(RECORD SET Opens)
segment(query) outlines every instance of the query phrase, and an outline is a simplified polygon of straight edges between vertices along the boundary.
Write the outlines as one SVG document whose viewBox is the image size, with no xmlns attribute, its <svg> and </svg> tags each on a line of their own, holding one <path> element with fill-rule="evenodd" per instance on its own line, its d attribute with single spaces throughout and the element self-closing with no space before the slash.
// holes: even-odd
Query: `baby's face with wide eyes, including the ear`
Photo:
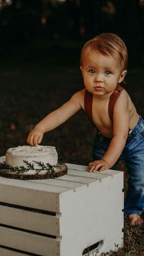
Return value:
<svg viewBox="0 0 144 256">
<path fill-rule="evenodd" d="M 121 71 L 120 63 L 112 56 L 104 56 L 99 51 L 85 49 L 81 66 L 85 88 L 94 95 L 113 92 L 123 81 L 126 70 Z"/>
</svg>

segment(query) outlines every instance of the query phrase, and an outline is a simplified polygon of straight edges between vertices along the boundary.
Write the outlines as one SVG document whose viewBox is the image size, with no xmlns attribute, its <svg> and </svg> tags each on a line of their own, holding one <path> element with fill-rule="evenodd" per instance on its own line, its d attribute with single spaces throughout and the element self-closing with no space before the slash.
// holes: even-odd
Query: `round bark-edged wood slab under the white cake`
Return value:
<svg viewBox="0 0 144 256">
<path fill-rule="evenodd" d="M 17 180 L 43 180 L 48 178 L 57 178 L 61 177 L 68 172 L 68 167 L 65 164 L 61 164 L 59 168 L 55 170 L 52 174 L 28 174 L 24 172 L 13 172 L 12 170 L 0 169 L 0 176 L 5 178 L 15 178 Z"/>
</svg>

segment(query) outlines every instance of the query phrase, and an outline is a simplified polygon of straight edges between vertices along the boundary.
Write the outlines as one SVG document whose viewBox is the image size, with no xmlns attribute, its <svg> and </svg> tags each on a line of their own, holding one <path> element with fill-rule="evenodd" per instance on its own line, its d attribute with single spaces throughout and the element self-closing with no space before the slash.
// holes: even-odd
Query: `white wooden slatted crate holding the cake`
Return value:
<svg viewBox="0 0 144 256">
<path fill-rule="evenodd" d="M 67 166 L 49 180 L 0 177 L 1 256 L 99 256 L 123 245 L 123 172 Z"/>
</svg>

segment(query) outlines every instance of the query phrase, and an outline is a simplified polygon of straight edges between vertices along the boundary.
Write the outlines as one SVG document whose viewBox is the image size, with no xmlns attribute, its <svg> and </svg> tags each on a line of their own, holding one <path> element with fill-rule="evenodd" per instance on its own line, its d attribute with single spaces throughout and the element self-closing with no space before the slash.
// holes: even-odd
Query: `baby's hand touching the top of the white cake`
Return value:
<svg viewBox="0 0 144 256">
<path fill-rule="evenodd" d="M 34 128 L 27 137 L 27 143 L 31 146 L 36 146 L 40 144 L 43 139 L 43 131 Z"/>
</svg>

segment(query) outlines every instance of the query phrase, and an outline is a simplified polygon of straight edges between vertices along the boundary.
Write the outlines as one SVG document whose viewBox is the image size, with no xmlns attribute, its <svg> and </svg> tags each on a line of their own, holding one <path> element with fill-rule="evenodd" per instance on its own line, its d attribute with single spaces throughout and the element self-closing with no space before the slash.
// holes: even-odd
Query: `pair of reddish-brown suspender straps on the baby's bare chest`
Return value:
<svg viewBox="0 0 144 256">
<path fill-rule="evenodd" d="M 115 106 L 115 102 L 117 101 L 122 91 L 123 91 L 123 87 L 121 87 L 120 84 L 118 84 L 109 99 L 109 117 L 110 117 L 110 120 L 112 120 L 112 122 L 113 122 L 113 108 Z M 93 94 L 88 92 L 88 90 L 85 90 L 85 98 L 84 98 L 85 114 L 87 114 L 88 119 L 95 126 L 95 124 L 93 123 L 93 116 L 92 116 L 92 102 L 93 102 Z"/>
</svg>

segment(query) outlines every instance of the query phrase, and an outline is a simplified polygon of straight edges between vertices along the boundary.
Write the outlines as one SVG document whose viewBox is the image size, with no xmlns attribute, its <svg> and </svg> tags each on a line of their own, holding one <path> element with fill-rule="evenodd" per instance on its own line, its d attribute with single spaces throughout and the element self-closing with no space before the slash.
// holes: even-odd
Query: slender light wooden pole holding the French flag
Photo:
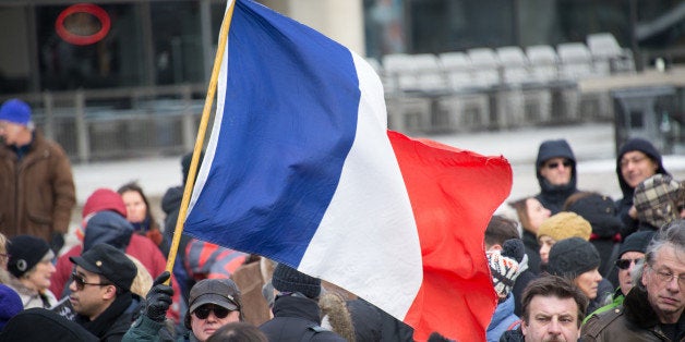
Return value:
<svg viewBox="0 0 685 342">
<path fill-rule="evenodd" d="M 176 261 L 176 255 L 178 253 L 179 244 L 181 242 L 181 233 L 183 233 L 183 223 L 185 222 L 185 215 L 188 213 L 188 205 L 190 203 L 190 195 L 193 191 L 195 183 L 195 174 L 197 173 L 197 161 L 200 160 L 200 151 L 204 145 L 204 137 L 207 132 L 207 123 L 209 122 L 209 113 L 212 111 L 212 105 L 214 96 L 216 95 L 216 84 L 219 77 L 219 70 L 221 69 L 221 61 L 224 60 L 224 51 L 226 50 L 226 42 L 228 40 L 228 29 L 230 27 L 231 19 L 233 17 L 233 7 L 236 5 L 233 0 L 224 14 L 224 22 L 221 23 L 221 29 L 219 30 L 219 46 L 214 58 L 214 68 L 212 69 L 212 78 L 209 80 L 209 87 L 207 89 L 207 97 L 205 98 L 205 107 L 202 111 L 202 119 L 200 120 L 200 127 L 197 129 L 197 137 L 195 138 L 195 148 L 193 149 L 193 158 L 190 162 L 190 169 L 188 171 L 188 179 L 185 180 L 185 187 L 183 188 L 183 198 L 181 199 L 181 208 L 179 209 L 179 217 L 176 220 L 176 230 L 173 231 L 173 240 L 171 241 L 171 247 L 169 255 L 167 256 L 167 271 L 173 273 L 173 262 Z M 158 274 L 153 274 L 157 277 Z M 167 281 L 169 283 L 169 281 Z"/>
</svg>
(RECORD SET Closes)
WORK ORDER » Please copy out each line in the entries that mentions the string "wooden".

TASK RESULT »
Query: `white wooden slatted crate holding the cake`
Query: slender light wooden pole holding the French flag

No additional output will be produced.